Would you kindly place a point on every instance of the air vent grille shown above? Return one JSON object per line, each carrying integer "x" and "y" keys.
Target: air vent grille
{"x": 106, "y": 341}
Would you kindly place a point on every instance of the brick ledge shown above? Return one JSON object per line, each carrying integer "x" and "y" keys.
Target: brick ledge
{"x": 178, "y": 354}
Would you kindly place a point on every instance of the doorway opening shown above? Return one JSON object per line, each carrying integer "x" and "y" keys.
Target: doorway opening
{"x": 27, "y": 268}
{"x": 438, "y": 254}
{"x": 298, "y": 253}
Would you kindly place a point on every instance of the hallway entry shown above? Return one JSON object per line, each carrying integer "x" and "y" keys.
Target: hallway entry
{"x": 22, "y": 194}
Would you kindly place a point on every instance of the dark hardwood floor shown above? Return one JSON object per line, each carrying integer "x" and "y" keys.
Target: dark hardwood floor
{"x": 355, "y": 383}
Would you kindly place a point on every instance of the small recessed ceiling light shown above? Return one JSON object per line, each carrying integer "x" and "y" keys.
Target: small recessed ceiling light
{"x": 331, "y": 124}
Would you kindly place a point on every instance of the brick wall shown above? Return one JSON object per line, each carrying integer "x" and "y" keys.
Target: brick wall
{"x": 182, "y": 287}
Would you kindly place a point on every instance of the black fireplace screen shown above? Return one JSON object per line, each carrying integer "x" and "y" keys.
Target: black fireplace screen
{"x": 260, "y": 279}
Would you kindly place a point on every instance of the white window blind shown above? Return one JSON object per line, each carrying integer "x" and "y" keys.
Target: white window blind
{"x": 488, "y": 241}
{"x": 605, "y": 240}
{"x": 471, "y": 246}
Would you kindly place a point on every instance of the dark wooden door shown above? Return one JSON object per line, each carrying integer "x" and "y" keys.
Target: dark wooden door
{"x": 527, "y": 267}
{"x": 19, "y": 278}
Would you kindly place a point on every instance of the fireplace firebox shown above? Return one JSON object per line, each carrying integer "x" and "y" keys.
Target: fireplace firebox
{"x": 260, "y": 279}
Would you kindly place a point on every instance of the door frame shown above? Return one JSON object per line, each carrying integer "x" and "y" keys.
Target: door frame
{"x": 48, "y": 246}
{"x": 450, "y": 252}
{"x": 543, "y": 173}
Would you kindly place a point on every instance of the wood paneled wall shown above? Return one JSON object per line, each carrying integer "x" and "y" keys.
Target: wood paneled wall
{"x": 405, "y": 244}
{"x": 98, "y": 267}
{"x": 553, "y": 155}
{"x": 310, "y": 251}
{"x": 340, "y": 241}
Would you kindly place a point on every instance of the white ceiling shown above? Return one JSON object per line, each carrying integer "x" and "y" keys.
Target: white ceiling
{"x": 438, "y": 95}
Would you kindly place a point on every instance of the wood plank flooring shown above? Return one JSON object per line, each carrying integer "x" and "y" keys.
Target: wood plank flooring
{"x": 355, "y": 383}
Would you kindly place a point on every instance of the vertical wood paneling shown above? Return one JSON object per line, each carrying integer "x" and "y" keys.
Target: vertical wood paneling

---*---

## Your objective
Sift through the entries and copy every line with "vertical".

## Response
Would you kindly place a point on every instance of the vertical wood paneling shown above? Return one JSON object per line, each carrying integer "x" and "y" keys.
Target: vertical wood paneling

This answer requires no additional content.